# Name Help PLEASE!



## Mckellar (Apr 18, 2012)

Hello, 

I need a name for a 4yo bay canadian wb gelding. The name must start with an R and have "twist" in it. I am horrible with names, and if you can be creative, this will be a show horse so fancy sounding name or simple. Theres a contest with my hunt club and I'm trying my hardest to think of a name but I'm coming up with nothing. The prize is a dinner for 2 at the club and I would love to get it to give to my parents but I am horrible with names. Any help i would be great and I will let you know if a name is picked who would win!


----------



## Horses4Healing (Feb 3, 2012)

Remember The Twist
Renegade Twist
Ruling With A Twist
Raging Twister (not sure if the er at the end counts)
Rebel Twist

hmmm...might come up with more later. But that should be good to start.


----------



## ThirteenAcres (Apr 27, 2012)

Righteous Twist

Ready to Twist

Rule Out the Twist

R Rated Twist

Renowned Twist

Ready Twist Go

Right on Twisting (not sure if you can add to Twist either?)


----------



## DressageDreamer (Feb 29, 2012)

Redvine Twist Licorice
Redvine Twist
Redvine Strawberry Twist


----------



## SomthingofaWhim (Apr 27, 2012)

Ready Set Twist
Rainbow's Twist(er)
Revenge in the Twist
Rapid Twist
Royal Twist(er)
Red White and Twist


----------



## BarrelBunny (Jan 15, 2012)

All of mine were taken!! :wink: lol

Rampaging Twister
Ruling With A Twist
Rolling Twister
Rapidly Twisting
Running With A Twist
Ruling Twist
Rolling With A Twist
Randomly Twisted (ing, s) -Random Twist (er)
Really Twisted (LOL)


----------



## brighteyes08 (Jan 20, 2010)

Real Time Twist


----------



## tinyliny (Oct 31, 2009)

R U Twisted? (with the cap. letter R and the cap letter U, but the autocorrect here won't let me do it that way.)


----------



## kuecktr (May 11, 2012)

Twist N Ready, Red Hot Twister, Routy N Twisted


----------



## ThirteenAcres (Apr 27, 2012)

Any news on the name picking? =D
_Posted via Mobile Device_


----------



## skyhorse1999 (Dec 29, 2011)

race you to Twist


----------



## Spirit Lifter (Apr 23, 2012)

Rebel's Twist on Life


----------



## SomthingofaWhim (Apr 27, 2012)

Raffle off the Twist
Run Twist and Leap
River of Twist(s)
Running on Twist


----------



## Mckellar (Apr 18, 2012)

I have sent some in and waiting on a reply if any of yours have made it. I really don't think too many other people sent in names but I really hope on of yours does. I am so bad with names... the names in my horses lives I have come up with is "andy" lol and a show name for a horse george : " Georgio Our Money " (Armani , get it lol )


----------

• Requests
1/ Reproduce word for word the part of the horse-naming thread starting with "## Horses4Healing (Feb" and going on through "good to start.".
2/ In the horse-naming thread, what is the prize for the hunt club's naming contest?
The records have no connection to the horse-naming thread.

• Supplied information
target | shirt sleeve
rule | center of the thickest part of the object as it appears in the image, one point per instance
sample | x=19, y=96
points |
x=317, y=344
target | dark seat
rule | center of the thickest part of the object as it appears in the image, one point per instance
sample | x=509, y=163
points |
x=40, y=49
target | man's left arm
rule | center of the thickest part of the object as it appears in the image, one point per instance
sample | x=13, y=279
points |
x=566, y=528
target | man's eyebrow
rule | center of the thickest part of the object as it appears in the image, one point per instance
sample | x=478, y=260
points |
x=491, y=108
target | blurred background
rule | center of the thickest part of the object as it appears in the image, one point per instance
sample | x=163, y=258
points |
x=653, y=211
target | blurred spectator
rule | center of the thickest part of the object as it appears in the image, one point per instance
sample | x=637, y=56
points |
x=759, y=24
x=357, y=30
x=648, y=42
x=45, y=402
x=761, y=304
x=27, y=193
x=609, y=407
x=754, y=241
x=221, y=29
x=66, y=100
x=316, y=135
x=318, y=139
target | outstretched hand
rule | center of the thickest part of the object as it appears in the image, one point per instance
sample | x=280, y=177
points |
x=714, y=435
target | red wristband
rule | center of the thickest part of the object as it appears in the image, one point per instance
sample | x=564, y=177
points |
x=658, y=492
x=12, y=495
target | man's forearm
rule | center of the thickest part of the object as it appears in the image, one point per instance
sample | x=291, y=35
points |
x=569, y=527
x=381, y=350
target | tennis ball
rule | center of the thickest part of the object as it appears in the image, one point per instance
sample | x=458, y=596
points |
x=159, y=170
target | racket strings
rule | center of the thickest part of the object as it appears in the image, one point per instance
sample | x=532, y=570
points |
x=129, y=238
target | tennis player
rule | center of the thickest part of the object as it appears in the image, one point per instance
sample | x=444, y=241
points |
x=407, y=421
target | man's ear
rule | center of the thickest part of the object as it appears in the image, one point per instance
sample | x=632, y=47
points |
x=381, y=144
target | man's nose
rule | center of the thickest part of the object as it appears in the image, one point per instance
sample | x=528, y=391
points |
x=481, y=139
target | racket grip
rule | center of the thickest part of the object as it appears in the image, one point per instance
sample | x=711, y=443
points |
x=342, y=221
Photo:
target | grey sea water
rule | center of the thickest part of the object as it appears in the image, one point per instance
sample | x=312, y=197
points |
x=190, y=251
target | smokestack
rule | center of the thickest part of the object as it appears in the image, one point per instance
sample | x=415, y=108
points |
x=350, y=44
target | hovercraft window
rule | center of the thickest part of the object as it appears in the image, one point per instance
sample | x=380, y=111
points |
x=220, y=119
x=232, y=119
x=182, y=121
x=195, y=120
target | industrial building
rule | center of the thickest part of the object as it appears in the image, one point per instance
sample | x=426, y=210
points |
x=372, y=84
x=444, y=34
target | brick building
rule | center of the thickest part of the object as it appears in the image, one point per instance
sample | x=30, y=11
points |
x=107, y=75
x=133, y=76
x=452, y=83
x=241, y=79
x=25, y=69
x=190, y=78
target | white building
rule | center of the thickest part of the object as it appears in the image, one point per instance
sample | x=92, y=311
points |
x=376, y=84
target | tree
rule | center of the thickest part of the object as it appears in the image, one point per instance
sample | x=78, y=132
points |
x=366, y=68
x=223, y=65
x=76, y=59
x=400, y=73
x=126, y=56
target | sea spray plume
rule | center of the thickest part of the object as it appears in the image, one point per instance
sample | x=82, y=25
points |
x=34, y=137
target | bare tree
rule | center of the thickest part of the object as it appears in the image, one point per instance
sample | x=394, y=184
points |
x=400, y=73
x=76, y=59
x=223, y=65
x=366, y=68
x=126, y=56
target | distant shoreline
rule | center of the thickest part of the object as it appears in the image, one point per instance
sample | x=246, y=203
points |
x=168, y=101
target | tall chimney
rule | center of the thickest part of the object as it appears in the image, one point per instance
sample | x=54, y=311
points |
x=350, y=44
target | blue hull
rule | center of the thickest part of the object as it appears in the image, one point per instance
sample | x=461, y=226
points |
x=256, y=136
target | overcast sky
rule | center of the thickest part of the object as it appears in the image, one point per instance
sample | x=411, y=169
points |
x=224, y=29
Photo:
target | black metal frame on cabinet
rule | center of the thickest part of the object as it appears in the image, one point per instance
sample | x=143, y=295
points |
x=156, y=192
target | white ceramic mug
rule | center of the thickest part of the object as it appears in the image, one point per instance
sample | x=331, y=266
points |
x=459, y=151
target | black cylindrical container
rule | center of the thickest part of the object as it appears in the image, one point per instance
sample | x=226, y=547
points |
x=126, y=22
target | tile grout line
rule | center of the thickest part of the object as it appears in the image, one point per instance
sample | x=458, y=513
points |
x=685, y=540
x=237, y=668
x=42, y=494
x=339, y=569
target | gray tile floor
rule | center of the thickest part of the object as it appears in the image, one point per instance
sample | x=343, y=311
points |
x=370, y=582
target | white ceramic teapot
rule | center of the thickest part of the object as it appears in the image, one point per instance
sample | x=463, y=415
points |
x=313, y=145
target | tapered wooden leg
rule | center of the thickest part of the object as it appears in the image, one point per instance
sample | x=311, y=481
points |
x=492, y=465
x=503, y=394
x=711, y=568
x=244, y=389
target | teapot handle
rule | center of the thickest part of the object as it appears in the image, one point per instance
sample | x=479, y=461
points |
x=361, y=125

• Task-by-task results
1/
## Horses4Healing (Feb 3, 2012)

Remember The Twist
Renegade Twist
Ruling With A Twist
Raging Twister (not sure if the er at the end counts)
Rebel Twist

hmmm...might come up with more later. But that should be good to start.

2/ A dinner for two at the club.